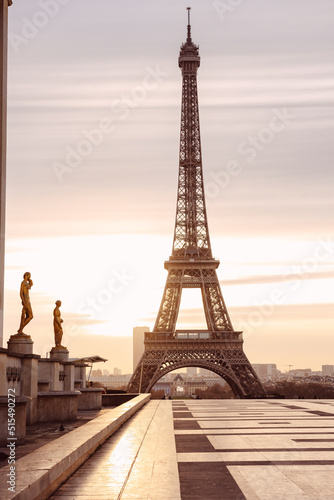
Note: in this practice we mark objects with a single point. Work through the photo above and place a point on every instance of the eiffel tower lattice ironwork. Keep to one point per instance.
(191, 265)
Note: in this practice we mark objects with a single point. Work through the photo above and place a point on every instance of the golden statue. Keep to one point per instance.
(26, 315)
(57, 321)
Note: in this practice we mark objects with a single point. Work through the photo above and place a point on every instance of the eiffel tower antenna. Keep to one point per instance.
(219, 348)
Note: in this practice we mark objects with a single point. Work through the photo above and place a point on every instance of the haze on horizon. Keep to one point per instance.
(93, 224)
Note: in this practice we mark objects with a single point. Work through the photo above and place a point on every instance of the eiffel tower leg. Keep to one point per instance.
(170, 303)
(214, 305)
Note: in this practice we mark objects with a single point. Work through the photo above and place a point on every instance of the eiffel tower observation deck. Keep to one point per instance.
(219, 348)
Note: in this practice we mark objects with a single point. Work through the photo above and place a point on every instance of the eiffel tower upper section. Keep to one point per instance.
(191, 235)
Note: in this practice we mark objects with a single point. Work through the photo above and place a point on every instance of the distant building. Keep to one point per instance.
(138, 343)
(301, 372)
(266, 371)
(327, 370)
(113, 381)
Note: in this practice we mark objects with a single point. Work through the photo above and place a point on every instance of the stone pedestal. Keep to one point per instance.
(59, 353)
(20, 344)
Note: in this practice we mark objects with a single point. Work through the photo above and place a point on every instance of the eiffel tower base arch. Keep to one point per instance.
(223, 356)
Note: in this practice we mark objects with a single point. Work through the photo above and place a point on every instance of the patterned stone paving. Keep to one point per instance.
(214, 449)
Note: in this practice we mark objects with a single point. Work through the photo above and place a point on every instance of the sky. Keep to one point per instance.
(94, 94)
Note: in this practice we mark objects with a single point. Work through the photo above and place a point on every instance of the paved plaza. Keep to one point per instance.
(214, 449)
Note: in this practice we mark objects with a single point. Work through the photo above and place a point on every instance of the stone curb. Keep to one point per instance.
(41, 472)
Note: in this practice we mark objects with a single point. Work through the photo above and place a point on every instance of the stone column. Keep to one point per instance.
(69, 377)
(3, 146)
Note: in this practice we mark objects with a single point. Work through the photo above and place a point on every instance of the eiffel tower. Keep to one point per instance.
(191, 265)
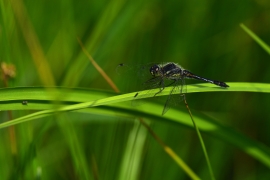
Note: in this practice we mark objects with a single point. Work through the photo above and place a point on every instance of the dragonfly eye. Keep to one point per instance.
(154, 70)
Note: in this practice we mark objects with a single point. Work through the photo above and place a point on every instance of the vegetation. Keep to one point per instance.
(62, 116)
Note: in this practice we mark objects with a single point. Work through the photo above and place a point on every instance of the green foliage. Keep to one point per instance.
(90, 132)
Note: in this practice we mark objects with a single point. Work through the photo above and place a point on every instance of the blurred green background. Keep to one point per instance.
(202, 36)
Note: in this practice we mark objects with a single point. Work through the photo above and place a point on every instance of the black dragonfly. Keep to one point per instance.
(166, 74)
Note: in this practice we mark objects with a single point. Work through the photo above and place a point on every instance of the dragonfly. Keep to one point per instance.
(170, 74)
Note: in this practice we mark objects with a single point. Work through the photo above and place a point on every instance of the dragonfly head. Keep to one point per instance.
(155, 70)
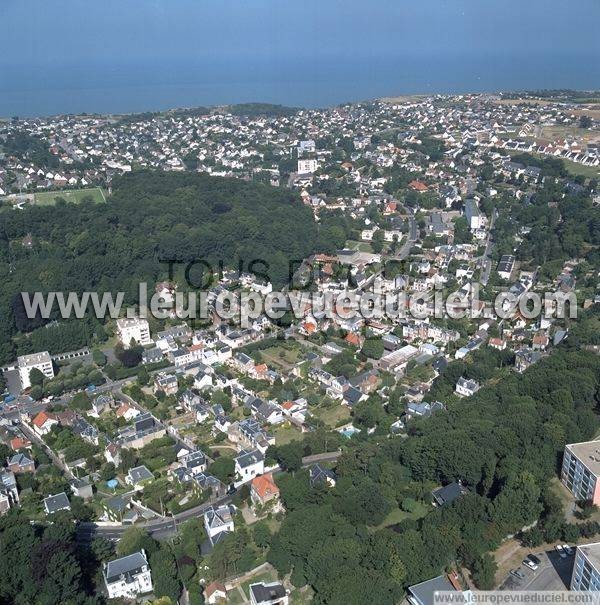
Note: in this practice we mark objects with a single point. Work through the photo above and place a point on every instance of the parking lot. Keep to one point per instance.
(554, 573)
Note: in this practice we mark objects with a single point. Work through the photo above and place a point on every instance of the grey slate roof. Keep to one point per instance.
(127, 566)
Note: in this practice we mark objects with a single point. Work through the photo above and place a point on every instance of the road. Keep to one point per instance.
(163, 528)
(554, 573)
(413, 236)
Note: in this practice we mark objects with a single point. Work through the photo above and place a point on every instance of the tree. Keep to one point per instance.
(289, 456)
(36, 392)
(98, 357)
(130, 357)
(81, 401)
(143, 376)
(164, 574)
(102, 549)
(373, 348)
(262, 535)
(378, 241)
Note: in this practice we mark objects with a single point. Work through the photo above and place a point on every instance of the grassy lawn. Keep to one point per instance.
(280, 356)
(587, 171)
(332, 416)
(74, 196)
(396, 515)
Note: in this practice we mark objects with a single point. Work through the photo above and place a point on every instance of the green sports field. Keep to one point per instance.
(74, 196)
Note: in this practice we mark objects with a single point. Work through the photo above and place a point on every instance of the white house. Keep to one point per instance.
(307, 166)
(128, 576)
(135, 329)
(466, 388)
(248, 465)
(219, 520)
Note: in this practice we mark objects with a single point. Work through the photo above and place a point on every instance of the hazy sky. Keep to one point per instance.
(64, 32)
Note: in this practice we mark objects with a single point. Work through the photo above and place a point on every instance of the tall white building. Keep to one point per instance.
(128, 576)
(580, 472)
(39, 361)
(135, 329)
(586, 570)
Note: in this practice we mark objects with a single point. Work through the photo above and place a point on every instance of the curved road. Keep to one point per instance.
(164, 527)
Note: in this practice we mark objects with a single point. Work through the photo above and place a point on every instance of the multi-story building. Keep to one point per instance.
(128, 576)
(39, 361)
(135, 329)
(307, 166)
(581, 469)
(586, 569)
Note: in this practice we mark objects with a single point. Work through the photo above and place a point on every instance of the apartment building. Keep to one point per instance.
(581, 469)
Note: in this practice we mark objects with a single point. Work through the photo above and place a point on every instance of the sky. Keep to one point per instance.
(48, 45)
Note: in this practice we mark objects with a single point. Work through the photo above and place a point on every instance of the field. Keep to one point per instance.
(333, 416)
(557, 131)
(397, 515)
(280, 356)
(73, 196)
(573, 167)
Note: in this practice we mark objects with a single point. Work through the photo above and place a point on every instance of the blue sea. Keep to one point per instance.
(69, 56)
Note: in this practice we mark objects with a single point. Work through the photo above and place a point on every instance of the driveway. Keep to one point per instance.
(554, 573)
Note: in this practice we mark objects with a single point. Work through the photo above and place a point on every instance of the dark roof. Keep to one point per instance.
(265, 593)
(126, 566)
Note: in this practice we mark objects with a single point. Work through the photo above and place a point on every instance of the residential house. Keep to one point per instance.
(137, 476)
(128, 577)
(319, 475)
(248, 464)
(268, 594)
(215, 593)
(20, 463)
(218, 521)
(43, 423)
(263, 491)
(466, 388)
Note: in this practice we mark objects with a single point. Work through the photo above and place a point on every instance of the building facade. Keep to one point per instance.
(39, 361)
(580, 470)
(586, 569)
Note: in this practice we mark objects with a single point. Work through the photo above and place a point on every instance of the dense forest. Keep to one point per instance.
(504, 444)
(151, 218)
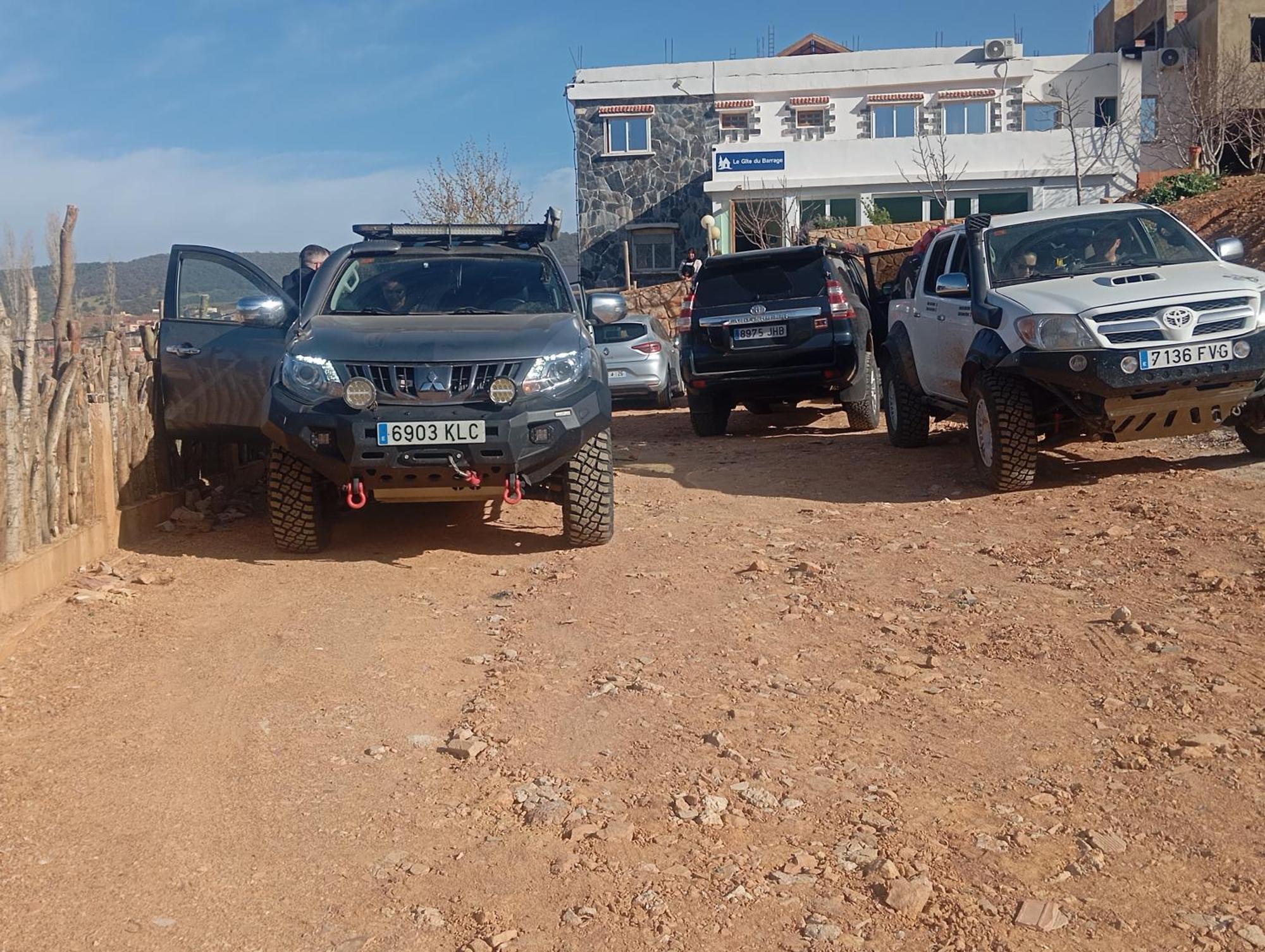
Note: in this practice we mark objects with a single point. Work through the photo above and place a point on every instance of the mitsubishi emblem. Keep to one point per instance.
(435, 380)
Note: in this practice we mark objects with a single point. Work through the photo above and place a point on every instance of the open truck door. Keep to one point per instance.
(223, 332)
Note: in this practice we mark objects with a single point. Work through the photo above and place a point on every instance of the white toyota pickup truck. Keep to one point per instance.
(1111, 322)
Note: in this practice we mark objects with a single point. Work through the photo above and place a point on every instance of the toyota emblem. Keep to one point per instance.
(1178, 318)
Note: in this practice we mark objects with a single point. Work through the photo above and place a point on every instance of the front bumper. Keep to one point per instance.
(1104, 376)
(637, 378)
(341, 443)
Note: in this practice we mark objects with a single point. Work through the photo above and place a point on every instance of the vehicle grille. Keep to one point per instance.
(1197, 307)
(1220, 327)
(1135, 337)
(1221, 316)
(408, 383)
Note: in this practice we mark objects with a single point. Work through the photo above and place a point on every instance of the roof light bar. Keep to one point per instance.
(534, 233)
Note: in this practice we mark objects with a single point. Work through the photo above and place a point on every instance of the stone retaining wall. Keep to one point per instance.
(881, 237)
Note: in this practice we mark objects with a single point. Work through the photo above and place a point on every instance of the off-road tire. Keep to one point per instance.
(708, 416)
(1254, 440)
(663, 397)
(297, 505)
(909, 422)
(589, 494)
(1004, 432)
(863, 414)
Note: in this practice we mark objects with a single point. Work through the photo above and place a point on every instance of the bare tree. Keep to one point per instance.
(35, 398)
(479, 187)
(52, 247)
(13, 261)
(112, 290)
(765, 221)
(1214, 107)
(935, 170)
(1097, 145)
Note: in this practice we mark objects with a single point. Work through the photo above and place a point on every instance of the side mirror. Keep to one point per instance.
(608, 308)
(953, 285)
(260, 309)
(1229, 249)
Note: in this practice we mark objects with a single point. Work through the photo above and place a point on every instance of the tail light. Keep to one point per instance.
(841, 309)
(688, 313)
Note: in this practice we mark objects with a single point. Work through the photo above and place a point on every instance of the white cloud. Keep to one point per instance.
(141, 203)
(557, 189)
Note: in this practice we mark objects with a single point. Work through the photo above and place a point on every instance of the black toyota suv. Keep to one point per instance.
(427, 364)
(775, 327)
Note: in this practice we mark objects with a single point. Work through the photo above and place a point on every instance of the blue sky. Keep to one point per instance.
(266, 125)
□ □ □ □
Exercise aim:
Convert the lines into a numbered list, beginning with the line containing "bar. Keep to one point per instance." and continuing through the line containing "(1097, 145)", both included. Omit blank lines.

Answer for this exercise:
1. Note: in this practice we mark objects with a single point. Work through the photo above and place a point on every instance of the roof light bar. Keep to one point per instance.
2. (534, 233)
3. Note: in this practice we mark objects with a single point. Work through the photo above and place a point on every instance of the stone retaining wall. Keep to one point per instance.
4. (881, 237)
5. Note: in this practice we mark objects with a single point. Work through the photo above and place a point on every instance of the off-road tire. Keep to one point per instance.
6. (708, 416)
7. (1254, 440)
8. (663, 397)
9. (297, 505)
10. (909, 422)
11. (589, 494)
12. (1004, 432)
13. (863, 414)
14. Note: in this practice we mark objects with a single point. Work through the photo above and place a point on every instance of the bare tree. Keep to one point per instance.
15. (35, 398)
16. (479, 187)
17. (52, 247)
18. (13, 261)
19. (112, 290)
20. (765, 221)
21. (1214, 107)
22. (935, 170)
23. (1097, 145)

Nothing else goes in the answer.